> Record set:
━━━━

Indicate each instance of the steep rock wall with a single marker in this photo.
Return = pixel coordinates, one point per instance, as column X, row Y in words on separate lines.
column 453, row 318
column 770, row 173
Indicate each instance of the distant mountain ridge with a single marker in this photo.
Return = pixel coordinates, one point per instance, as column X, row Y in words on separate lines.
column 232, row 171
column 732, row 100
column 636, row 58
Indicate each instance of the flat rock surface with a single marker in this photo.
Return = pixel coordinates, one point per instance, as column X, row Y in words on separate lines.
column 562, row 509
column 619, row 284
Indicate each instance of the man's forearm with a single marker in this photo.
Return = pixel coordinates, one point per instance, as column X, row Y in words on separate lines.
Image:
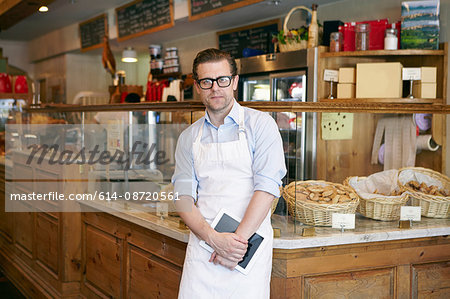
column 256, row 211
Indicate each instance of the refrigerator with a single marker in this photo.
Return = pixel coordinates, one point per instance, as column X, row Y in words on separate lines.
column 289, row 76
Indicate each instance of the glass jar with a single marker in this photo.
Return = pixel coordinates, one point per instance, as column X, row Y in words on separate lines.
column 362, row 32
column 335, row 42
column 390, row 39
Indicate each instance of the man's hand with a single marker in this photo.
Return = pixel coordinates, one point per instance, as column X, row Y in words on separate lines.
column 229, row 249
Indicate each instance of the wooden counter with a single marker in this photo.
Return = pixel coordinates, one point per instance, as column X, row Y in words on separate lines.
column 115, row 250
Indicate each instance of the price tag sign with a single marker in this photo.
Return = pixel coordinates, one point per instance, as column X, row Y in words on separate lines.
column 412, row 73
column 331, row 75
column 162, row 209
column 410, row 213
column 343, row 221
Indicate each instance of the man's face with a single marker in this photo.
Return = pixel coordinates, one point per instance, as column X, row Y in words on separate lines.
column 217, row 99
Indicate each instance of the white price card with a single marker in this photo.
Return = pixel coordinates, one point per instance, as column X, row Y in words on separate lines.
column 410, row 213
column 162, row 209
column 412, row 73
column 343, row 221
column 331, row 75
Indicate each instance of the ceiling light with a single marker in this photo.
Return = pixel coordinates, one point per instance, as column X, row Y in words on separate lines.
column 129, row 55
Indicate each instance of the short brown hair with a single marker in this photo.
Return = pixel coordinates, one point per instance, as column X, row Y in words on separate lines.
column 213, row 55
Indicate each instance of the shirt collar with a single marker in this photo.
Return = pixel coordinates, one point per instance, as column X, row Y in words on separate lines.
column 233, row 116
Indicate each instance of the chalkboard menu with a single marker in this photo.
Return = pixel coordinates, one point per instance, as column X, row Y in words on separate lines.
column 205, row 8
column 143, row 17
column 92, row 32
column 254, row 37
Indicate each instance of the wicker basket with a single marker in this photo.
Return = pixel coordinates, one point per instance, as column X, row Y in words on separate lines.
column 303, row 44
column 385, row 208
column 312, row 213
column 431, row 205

━━━━

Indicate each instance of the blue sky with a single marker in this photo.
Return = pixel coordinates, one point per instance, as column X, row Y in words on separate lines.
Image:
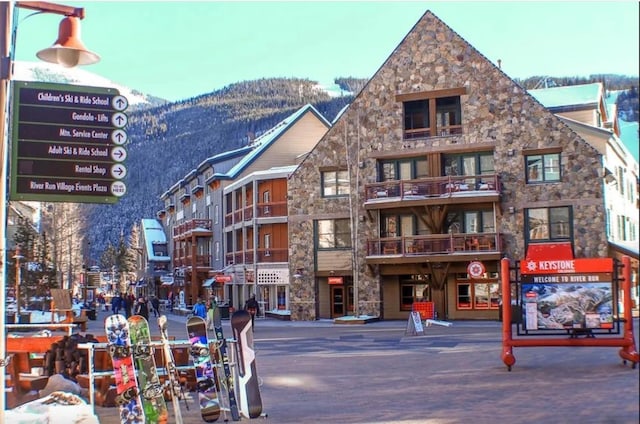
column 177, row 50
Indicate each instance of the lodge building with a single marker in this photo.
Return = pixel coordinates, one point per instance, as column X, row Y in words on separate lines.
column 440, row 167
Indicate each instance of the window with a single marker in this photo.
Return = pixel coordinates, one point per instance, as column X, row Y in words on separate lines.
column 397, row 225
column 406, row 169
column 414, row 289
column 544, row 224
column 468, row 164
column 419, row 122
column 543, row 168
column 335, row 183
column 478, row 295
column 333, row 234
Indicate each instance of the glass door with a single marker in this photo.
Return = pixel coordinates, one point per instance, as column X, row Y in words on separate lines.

━━━━

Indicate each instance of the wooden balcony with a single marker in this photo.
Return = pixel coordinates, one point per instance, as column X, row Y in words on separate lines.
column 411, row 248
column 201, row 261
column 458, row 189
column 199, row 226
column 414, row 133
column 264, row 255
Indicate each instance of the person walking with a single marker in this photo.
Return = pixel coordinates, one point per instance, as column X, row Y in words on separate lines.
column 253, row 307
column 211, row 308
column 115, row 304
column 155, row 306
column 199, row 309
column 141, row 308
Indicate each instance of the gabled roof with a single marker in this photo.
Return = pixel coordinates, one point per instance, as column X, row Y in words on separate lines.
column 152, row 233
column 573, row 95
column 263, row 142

━━━━

> Task requirements:
Above this task is a listing. Restate, word for word and with nothing added, the lines from the one with "Indicate each instance of the shirt" through the one with "Indicate each instance of the wicker".

> Output for this exercise:
Indicate each instance of the shirt collar with a single marker in this photo.
Return = pixel coordinates, one point per instance, as column X, row Y in words on separate lines.
column 233, row 116
Indicate each instance of the chalkboard menu with a single marker in this photo.
Return = pixel coordinates, one point per instance, as column X, row Y in words on separate lines.
column 205, row 8
column 143, row 17
column 92, row 32
column 254, row 37
Indicate each instance of the wicker basket with a single marker in this photo.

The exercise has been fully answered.